» Instructions for the task: Copy the data below word for word, keeping every line as it is.

/---

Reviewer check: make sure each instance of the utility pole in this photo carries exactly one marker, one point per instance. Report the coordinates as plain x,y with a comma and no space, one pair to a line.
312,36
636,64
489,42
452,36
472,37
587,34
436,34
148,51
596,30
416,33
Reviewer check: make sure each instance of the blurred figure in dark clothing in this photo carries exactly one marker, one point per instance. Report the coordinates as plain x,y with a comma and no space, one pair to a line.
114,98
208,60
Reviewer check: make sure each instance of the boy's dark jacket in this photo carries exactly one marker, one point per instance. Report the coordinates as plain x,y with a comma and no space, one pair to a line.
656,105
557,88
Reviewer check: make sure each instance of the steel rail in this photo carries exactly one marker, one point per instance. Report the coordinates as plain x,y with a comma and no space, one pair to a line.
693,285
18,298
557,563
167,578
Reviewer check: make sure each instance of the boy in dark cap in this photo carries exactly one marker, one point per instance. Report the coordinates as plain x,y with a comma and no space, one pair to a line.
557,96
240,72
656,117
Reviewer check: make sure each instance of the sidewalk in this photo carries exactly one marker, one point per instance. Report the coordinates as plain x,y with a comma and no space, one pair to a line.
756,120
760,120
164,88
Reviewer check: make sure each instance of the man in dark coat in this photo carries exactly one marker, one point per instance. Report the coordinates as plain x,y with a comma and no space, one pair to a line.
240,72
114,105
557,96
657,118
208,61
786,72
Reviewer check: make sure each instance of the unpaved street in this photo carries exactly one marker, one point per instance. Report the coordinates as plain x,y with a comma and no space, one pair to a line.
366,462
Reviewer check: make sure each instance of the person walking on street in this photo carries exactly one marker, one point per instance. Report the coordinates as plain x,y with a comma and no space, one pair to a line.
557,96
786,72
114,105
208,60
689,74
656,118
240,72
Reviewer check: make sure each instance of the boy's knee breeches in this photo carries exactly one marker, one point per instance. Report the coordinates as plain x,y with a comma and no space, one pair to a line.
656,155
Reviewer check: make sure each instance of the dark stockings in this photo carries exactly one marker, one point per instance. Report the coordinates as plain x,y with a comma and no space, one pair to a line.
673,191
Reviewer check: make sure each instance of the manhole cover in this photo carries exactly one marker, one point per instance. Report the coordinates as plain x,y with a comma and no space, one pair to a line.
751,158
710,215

\---

» Answer for the task:
Reviewer check: make sure each instance of the utility pole in this photo carries exactly one marker, one point per instance. Report the coordinates as plain x,y with a comma and no space, one pair to a line.
312,36
636,64
489,42
452,36
472,37
587,34
436,34
148,51
596,30
416,33
Reviewer check: make sure each instance of the blurred figure in dark clothing in this photo carries exactly one marker, one point per instance. Report the coordinates as plain x,y with a comma and no space, one pair to a line.
114,98
208,60
Reviewer check: make sure each instance of the boy's dark jacket in this photo carries exactly one marker, one point per instance. Report the coordinates as plain x,y with a comma and no space, one pair to a line.
656,105
557,88
Reviewer check: make sure each instance of the steel rail in this photo carries exactly one marker, one point per instance. Report the coordinates as plain x,y with a comma and no space, one pair to a line.
693,285
18,298
557,563
167,578
Reviewer check: make sure each instance of the boy in dark cap in this photo carries exactly one marker, one point per instance. Report the coordinates as plain x,y with a comma and no space, one pair to a line.
557,96
240,72
656,117
Reviewer check: make sure each instance of the sidewalk in this photo carries exactly one marker, one point per instance. Report the coordinates as plain x,y with a comma and no space, one pair to a line.
756,120
760,120
164,88
Reviewer check: make sure each instance of the man in dark coat in this photo carries exactly one marker, one point per instance. Report the coordinates as plain x,y with a comma and no space, one pair to a line.
240,72
114,105
557,96
657,118
208,61
786,72
Reviewer check: make sure each instance of the unpaved street in this photo carries exactly one marker, one point per instance. Report the coordinates as plain x,y with a comma and no space, one pair to a line.
366,462
Reviewer check: make sure each instance of the person walking on street in this photo carries exactly one marker, one point per instance. Report the coordinates as plain x,y with a comma and no space, one pair to a line.
557,96
786,72
114,105
208,60
689,74
656,118
240,72
Reviewer check: make sure each instance of the boy's knee breeches in this photo carries exactly one marker, one point per instance. Report the coordinates as plain x,y with a comma and no space, one pair to a line.
656,155
Reviewer check: make sure each instance of the dark stockings in this photo carries exactly one marker, one point per instance. Report the coordinates as plain x,y with a comma and no space, one pair to a line.
673,191
Reviewer check: make sure each instance of the manhole cover in this photo carries exactly one marker, one point per instance. Report the coordinates as plain x,y with a comma and no space, one pair to a line.
751,158
710,215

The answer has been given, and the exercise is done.